═════ Raw records

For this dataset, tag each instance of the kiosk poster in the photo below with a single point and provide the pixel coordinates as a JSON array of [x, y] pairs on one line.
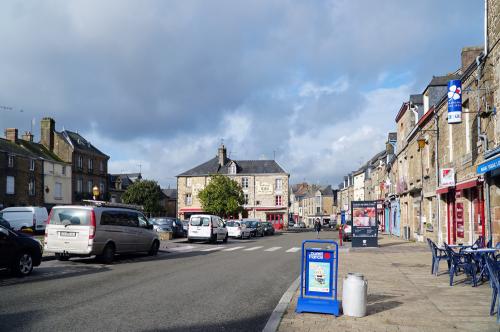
[[319, 275], [364, 224]]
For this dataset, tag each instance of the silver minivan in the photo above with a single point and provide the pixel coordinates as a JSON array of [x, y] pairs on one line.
[[98, 230]]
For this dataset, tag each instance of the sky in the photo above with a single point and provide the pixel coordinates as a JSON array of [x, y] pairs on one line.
[[158, 85]]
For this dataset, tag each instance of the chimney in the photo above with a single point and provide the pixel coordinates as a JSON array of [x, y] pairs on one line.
[[47, 129], [11, 134], [222, 155], [469, 55], [28, 136]]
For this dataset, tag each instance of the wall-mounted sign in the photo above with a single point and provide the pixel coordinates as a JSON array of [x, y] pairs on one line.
[[447, 177], [364, 224], [455, 101]]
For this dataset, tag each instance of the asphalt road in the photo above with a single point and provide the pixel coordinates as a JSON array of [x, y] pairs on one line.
[[191, 287]]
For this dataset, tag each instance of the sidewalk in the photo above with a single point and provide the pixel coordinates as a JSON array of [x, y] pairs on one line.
[[402, 295]]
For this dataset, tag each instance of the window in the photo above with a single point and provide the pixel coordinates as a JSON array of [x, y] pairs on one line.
[[31, 187], [58, 191], [279, 184], [10, 185], [79, 185], [232, 168], [80, 162]]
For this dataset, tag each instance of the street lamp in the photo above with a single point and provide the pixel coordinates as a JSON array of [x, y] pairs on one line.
[[95, 192]]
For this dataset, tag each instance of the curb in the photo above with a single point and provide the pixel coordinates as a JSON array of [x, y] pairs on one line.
[[274, 321]]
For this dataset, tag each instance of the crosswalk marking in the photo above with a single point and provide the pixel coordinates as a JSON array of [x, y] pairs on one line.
[[253, 248], [273, 249], [233, 248], [212, 249]]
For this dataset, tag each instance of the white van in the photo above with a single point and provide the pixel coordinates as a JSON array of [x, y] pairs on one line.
[[103, 231], [22, 217], [206, 227]]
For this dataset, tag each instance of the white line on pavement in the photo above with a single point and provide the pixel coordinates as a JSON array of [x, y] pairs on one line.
[[233, 248], [253, 248], [212, 249], [273, 249]]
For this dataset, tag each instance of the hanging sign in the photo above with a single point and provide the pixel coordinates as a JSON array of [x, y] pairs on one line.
[[454, 101]]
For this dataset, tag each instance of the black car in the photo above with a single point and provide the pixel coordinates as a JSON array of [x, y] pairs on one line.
[[18, 252], [268, 228], [173, 224]]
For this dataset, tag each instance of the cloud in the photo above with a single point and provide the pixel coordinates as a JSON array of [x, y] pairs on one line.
[[160, 83]]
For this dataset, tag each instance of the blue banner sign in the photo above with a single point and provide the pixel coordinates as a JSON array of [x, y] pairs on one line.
[[454, 101], [318, 279], [488, 166]]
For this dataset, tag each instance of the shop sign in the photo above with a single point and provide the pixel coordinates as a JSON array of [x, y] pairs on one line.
[[460, 219], [454, 101], [447, 177]]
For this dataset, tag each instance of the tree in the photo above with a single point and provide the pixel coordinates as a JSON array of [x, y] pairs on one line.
[[222, 197], [146, 193]]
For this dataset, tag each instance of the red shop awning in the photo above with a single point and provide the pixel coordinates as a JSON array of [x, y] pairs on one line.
[[467, 184]]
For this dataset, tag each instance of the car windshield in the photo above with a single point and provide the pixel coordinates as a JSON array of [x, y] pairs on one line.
[[200, 221], [70, 216]]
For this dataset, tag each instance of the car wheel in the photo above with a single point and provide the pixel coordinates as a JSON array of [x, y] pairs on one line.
[[23, 265], [62, 257], [154, 249], [108, 254]]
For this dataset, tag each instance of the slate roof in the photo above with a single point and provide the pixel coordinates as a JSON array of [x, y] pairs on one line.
[[80, 142], [243, 167]]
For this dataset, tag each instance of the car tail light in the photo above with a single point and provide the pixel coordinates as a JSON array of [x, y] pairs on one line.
[[92, 225]]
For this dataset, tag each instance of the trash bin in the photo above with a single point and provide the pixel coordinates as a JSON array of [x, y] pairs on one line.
[[354, 293]]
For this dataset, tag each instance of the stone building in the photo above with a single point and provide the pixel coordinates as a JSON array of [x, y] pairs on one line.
[[31, 175], [265, 186], [89, 164]]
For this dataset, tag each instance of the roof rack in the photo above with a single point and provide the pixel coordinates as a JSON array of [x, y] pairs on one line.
[[111, 204]]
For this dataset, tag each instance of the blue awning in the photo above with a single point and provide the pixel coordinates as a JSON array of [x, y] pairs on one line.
[[489, 165]]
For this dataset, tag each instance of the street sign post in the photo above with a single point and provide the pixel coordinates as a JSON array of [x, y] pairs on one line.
[[318, 279]]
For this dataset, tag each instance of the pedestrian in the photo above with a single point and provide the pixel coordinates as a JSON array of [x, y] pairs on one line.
[[317, 227]]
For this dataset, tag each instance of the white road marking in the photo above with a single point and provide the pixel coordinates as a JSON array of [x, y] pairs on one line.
[[253, 248], [212, 249], [273, 249], [233, 248]]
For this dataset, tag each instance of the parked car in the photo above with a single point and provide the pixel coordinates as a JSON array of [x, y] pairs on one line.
[[18, 252], [255, 226], [236, 229], [347, 231], [26, 217], [101, 230], [164, 223], [268, 228], [206, 227]]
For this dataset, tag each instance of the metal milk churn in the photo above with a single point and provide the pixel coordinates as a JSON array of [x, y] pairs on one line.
[[354, 293]]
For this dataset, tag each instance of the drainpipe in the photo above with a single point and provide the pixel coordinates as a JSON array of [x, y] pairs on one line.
[[436, 162]]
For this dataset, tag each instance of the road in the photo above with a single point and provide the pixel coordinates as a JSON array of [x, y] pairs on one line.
[[190, 287]]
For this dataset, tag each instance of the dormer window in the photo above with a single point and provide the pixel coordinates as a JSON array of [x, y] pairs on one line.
[[232, 168]]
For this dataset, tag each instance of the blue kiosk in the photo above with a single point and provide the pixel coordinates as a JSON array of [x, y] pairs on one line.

══════════

• Problem: Rewrite every one of the entries above with "single point" replaced by "one point" and all other wording unchanged. Leave the pictures out.

• The output:
For this dataset, tag each instance of the kiosk poster in the photo below with a one point and provide the pixel coordinates as a JSON array of [x, y] pairs on one line.
[[319, 275], [364, 224]]
For this dataset, tag each instance of the silver minivan in the photo above with a one point and provide the pixel coordinates as a JSON array of [x, y] pairs on one line.
[[98, 230]]
For this dataset, tag each instance of the sky in the photo above with a one point and provide the pixel coordinates as a JSON array of [x, y] pairs on one line.
[[158, 85]]
For this dataset, tag each instance of the chimney in the photo above with a one point and provide the pixel coordinates as a JSON array of [x, y] pairs on one line.
[[47, 129], [11, 134], [222, 155], [469, 55], [28, 136]]
For this dataset, tag each instance of the wall-mounted sign in the photo above with a one point and provide the pixel coordinates as a JSON array of [x, y] pairs on one line.
[[447, 177], [364, 224], [455, 101]]
For this dataset, tag each instance of the asphalt road in the photo above with a one point and provide the pixel coordinates as a JSON array of [x, y] pairs on one line.
[[191, 287]]
For this dataset, tag each instance of the sidewalk in the photo above with a one point and provide the pixel coordinates as a JSON array of [x, y] pairs on one line.
[[402, 295]]
For this dataset, tag each instance of the window in the photo above with a one point and provide the pixel coordinates as a JSON array of [x, y] pairs on one line.
[[31, 187], [58, 191], [279, 184], [10, 185], [79, 185], [232, 168], [80, 162]]
For this dataset, tag each instance of the street lamp in the photo above with a one point and provide the pixel coordinates as a JSON array of [x, y] pairs on one line.
[[95, 192]]
For this dataset, tag each instance of the curb in the photo above with a one point and provide the pixel coordinates as a JSON array of [x, y] pairs on one line.
[[274, 321]]
For this dataset, tag each instance of the crosswalk marking in the photo above with a one point and provide the pixel coordinates as a JSON array of [x, y] pairs on one line.
[[253, 248], [273, 249], [233, 248], [212, 249]]
For this dataset, tag each instance of the white van in the photo above with a one point and provide the pixel coordinates as a JSON array of [x, y] pairs on one line.
[[103, 231], [22, 217], [206, 227]]
For this dataset, tag each instance of the white line on pavement in the photo above with a one point and provide the pixel coordinates as a JSON array of [x, y] pairs on one line.
[[233, 248], [253, 248], [212, 249], [273, 249]]
For this dataset, tag each instance of the hanging sign in the photo above with a one point and provide the pixel coordinates as a JSON array of [x, y] pairs on one line.
[[454, 101]]
For this dataset, tag each instance of the black car in the photo above with a one point and provide the pixel coordinates as a JSON array of [x, y] pairs on one line.
[[18, 252], [268, 228], [173, 224]]
For this dataset, tag each instance of the cloud in the photo above with a one point and provide the pixel coordinates as a JSON array of [x, y] pairs on one line.
[[160, 83]]
For this dataset, tag each instance of the blue banner sign in the photo above with a one point and provide the pixel coordinates as a JSON array of [x, y] pairs on one line.
[[454, 101], [318, 279], [488, 166]]
For this dataset, tag each instance of the shop sign in the photo above with a one point and provide the pixel coordinates as a JSON array of [x, y] pairs on one line.
[[460, 219], [454, 101], [447, 177]]
For this dataset, tag each instance of the tree in the photo above with a one point and provide the pixel coordinates as a JSON array of [x, y] pairs on one line.
[[222, 197], [146, 193]]
For this dataset, tag each instance of the red shop awning in the photo above with a one point and provide the pixel coordinates as a JSON array of [x, y] pairs on one line.
[[467, 184]]
For this dataset, tag each instance of the car windshield in the photo above with a one point and provide the pixel coordinates as a JSON array of [x, y] pairs on one line.
[[200, 221], [70, 216]]
For this dataset, tag each instance of the car wheel in the photo above with a one point and provide the pixel coordinates as a JSON array of [x, y] pairs on one line.
[[23, 265], [62, 257], [154, 249], [108, 254]]
For this dataset, tag each instance of the slate roof in the photo above with a one point and provide the pixel coordinates as a JSON array of [x, y] pairs on one line.
[[80, 142], [243, 167]]
For this dataset, tag each instance of the car tail light in the photo above with a one point and provide the pixel coordinates as a JSON array of [x, y] pairs on one line.
[[92, 225]]
For this dataset, tag each instance of the trash bin in the photo above with a one point and provide the pixel coordinates as a JSON array of [x, y] pairs on one line.
[[354, 293]]
For this dataset, tag each instance of the stone building in the photo above with a one point and provide the pixel coordinates as a JSON array of [x, y] pairs on one line.
[[31, 175], [265, 186], [89, 164]]
For this dataset, tag each instance of the roof rack in the photo above with a one point and provide the pixel coordinates as a JSON array of [x, y] pairs on one line.
[[111, 204]]
For this dataset, tag each instance of the blue awning in the photo above with a one point and provide the pixel coordinates as a JSON array of [x, y] pairs on one line.
[[489, 165]]
For this dataset, tag each instance of the street sign post in the photo above with a one point and provide the pixel coordinates as a JSON array of [x, y] pairs on one line.
[[318, 279]]
For this dataset, tag each instance of the pedestrian in the photo above with a one point and provide the pixel coordinates as a JSON array of [x, y] pairs on one line.
[[317, 227]]
For this dataset, tag each instance of the white road marking in the photo above with a one point and provide the pixel coordinates as a JSON array of [x, y] pairs on one line.
[[253, 248], [212, 249], [273, 249], [233, 248]]
For this dataset, tag each instance of the parked car in the photo above with a one point and provide the pixel coordinates as a JSON array of [x, y] pairs on one line.
[[18, 252], [255, 226], [236, 229], [347, 231], [26, 217], [101, 230], [164, 223], [268, 228], [206, 227]]
For this dataset, tag each instance of the metal milk churn in the photo above with a one point and provide the pixel coordinates as a JSON array of [x, y] pairs on one line.
[[354, 293]]
For this dataset, tag each instance of the drainpipe in the photo above with a one point and provide the pixel coordinates as a JSON array of [x, y] pairs on one line.
[[436, 162]]
For this dataset, tag each instance of the road in the photo above with a one point and provide the pixel coordinates as a JSON array of [x, y] pairs on one line.
[[190, 287]]
For this dataset, tag each instance of the dormer window in the photo above with a one point and provide the pixel coordinates as a JSON array of [x, y] pairs on one line.
[[232, 168]]
For this dataset, tag each instance of the blue kiosk in the photo above with a one point and provide the pixel coordinates as a JSON array of [x, y] pairs on one line.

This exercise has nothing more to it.